Dataset rows:
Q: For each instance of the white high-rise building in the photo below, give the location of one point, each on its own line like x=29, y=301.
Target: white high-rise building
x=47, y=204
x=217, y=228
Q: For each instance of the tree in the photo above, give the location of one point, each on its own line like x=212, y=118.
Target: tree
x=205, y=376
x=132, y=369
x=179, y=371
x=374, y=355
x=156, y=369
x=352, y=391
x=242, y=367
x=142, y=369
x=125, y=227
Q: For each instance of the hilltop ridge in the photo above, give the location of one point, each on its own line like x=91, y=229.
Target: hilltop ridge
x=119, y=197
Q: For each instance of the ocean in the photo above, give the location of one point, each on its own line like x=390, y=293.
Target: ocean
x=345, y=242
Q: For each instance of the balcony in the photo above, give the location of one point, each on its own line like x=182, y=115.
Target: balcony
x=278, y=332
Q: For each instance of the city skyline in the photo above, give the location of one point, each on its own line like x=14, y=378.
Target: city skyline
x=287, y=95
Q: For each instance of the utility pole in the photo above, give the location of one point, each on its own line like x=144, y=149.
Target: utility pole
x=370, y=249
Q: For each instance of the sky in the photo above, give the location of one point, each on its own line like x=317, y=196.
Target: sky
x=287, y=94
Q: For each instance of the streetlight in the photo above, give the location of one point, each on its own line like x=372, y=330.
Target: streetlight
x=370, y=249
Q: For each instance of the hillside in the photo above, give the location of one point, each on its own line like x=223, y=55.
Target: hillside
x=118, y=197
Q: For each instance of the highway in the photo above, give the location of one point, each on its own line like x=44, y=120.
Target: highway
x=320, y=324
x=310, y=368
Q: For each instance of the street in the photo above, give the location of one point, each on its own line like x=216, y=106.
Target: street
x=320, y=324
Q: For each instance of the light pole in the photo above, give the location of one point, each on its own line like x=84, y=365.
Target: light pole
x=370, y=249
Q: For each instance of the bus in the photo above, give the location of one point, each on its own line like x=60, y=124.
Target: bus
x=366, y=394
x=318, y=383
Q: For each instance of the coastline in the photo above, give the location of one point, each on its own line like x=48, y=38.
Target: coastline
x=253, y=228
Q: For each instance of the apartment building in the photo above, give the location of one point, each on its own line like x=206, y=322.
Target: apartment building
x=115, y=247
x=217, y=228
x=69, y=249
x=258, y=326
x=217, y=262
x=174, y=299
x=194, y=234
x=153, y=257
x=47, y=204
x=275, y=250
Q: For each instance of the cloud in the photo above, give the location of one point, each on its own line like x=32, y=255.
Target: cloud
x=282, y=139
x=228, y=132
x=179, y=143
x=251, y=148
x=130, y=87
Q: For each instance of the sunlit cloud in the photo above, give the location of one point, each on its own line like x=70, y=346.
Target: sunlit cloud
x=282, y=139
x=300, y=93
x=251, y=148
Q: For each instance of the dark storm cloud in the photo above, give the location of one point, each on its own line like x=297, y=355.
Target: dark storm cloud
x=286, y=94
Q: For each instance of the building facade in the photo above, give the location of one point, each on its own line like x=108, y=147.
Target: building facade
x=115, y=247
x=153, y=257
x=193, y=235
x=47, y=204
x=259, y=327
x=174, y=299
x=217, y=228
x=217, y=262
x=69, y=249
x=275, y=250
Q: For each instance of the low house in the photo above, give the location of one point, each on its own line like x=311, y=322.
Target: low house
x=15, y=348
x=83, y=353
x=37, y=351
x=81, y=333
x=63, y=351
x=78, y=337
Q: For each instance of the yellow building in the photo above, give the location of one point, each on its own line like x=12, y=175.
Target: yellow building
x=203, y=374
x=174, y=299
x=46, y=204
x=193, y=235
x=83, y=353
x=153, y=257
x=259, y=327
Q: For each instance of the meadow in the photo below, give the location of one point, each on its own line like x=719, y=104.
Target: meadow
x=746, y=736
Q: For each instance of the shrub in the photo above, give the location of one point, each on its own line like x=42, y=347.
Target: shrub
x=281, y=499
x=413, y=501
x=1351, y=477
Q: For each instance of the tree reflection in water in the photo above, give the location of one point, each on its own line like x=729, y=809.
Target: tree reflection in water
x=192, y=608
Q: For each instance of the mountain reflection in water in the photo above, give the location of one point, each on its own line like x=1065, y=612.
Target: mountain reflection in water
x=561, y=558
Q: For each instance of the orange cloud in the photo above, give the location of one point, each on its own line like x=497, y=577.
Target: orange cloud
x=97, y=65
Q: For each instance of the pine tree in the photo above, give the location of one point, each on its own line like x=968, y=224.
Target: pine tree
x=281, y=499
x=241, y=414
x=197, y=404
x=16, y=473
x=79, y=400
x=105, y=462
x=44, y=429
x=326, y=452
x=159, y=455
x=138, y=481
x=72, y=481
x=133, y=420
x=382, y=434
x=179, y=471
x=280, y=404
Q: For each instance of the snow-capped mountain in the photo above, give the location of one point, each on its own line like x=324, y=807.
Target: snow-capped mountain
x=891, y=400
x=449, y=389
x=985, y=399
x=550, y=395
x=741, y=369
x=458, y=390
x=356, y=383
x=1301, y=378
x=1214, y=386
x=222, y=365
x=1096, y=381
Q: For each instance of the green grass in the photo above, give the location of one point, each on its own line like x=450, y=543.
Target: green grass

● **Exercise task**
Reproduce all of the material above word for word, line by line, without changing anything.

● **Response to this exercise**
Q: For each instance of the white high-rise building in the photo below, give the location of one point, each on its own line like x=29, y=301.
Target: white high-rise building
x=47, y=204
x=217, y=228
Q: For each instance of the tree in the photo above, give the location of one point, each on its own line like x=212, y=118.
Target: tree
x=205, y=376
x=132, y=369
x=179, y=371
x=374, y=355
x=156, y=369
x=352, y=391
x=242, y=367
x=142, y=369
x=125, y=227
Q: For each instance of the hilltop ridge in the photo above, give the location of one point, each on its own line like x=91, y=229.
Target: hilltop ridge
x=119, y=197
Q: For each instance of the ocean in the photo above, give the location of one point, each on its own line like x=390, y=293.
Target: ocean
x=345, y=242
Q: For each instance of the balcony in the photo above, give the location of one point, each on its own line like x=182, y=115.
Target: balcony
x=278, y=332
Q: For each instance of the city skyline in the photo above, give the location of one point, each on its own line like x=14, y=378.
Target: city skyline
x=287, y=95
Q: For each instance of the utility pole in the photo above, give the location of one point, each on its own line like x=144, y=149.
Target: utility pole
x=370, y=249
Q: For each instance of the sky in the photo above, give the location of one point, each on its own line like x=317, y=196.
Target: sky
x=287, y=94
Q: For each instance of the streetlight in the photo above, give the location of one point, each on its own line like x=372, y=330.
Target: streetlight
x=370, y=249
Q: For each instance of the hillside in the photo above, give the location of one point, each on its own line like x=223, y=55.
Target: hillside
x=118, y=197
Q: For each instance of the highway in the photo above, give the location of one point, each on its own line like x=44, y=120.
Target: highway
x=320, y=324
x=310, y=368
Q: For each instance of the street in the photo above, give the location of one point, each on its own line like x=216, y=106.
Target: street
x=320, y=324
Q: For each instance of the light pole in the photo above, give the location of one point, each on its own line like x=84, y=365.
Target: light pole
x=370, y=249
Q: For each instance of the bus in the photo above, give the location of one point, each on its own line like x=60, y=124.
Target: bus
x=366, y=394
x=318, y=383
Q: For each instance of the coastline in the photo above, give the location of one point, each on its own line like x=48, y=38.
Target: coastline
x=253, y=228
Q: For each instance of the apartment building in the photo above, give the location of one point, each on its own line like x=206, y=322.
Target: apartment building
x=115, y=247
x=217, y=228
x=69, y=249
x=258, y=326
x=217, y=262
x=174, y=299
x=194, y=234
x=153, y=257
x=47, y=204
x=275, y=250
Q: For each instance of the cloud in the photo above, give the location of one point, each on its own line like x=32, y=255.
Target: cloud
x=282, y=139
x=228, y=132
x=179, y=143
x=251, y=148
x=130, y=87
Q: For each instance of the sunlit cloud in the photo above, give the location of one point, each on its own line like x=70, y=346.
Target: sunlit cloud
x=282, y=139
x=300, y=93
x=251, y=148
Q: For each instance of the dark storm cloud in the photo above, give the location of one point, each on its own line like x=297, y=355.
Target: dark storm cloud
x=286, y=94
Q: For each instance of the building facade in the photo above, give the location of one point, each on its own line like x=108, y=147.
Target: building facade
x=115, y=247
x=153, y=257
x=193, y=235
x=47, y=204
x=259, y=327
x=174, y=299
x=217, y=228
x=217, y=262
x=69, y=249
x=275, y=250
Q: For each instance of the low house in the photo above, give the location of one point, each on its own line like x=311, y=322.
Target: low house
x=15, y=348
x=83, y=353
x=37, y=351
x=81, y=333
x=63, y=351
x=78, y=337
Q: For each instance of the yellow building in the photo above, give the location of one point, each on its own line like x=12, y=175.
Target: yellow building
x=203, y=374
x=174, y=299
x=46, y=204
x=193, y=235
x=83, y=353
x=153, y=257
x=259, y=327
Q: For each instance of the meadow in the photo below, give the location of one point, each on its own line like x=719, y=104.
Target: meadow
x=746, y=736
Q: For each instance of the shrub in the photo above, give the location of one point, each on its own line like x=42, y=347.
Target: shrub
x=281, y=499
x=413, y=501
x=1351, y=477
Q: For each instance of the tree reflection in water in the photo above, give the location of one point, each on its own line like x=729, y=809.
Target: tree reflection in water
x=192, y=608
Q: For each instance of the mountain reflection in water in the photo above, give the location of one point, each on its own line like x=1065, y=612.
Target: mountain reflection in water
x=561, y=558
Q: For each instance of the orange cloud in the photo above, give the location of one point, each on its own line like x=497, y=577.
Target: orange cloud
x=97, y=65
Q: For each instance of the pine tree in the photo above, give the location of one point, each on its own line like x=968, y=224.
Target: pine tree
x=281, y=499
x=241, y=414
x=197, y=404
x=16, y=473
x=79, y=400
x=105, y=462
x=44, y=429
x=326, y=452
x=159, y=455
x=138, y=481
x=72, y=481
x=133, y=420
x=382, y=434
x=179, y=471
x=280, y=404
Q: For each instance of the snow-capped mountain in the photo above, give the location of one point, each on its own line like x=324, y=807.
Target: snow-capped mountain
x=891, y=400
x=449, y=389
x=985, y=399
x=550, y=395
x=741, y=369
x=458, y=390
x=356, y=383
x=1301, y=378
x=1214, y=386
x=222, y=365
x=1096, y=381
Q: For each instance of the green grass in the photo above, give the location of one point, each on its own line like x=450, y=543.
Target: green grass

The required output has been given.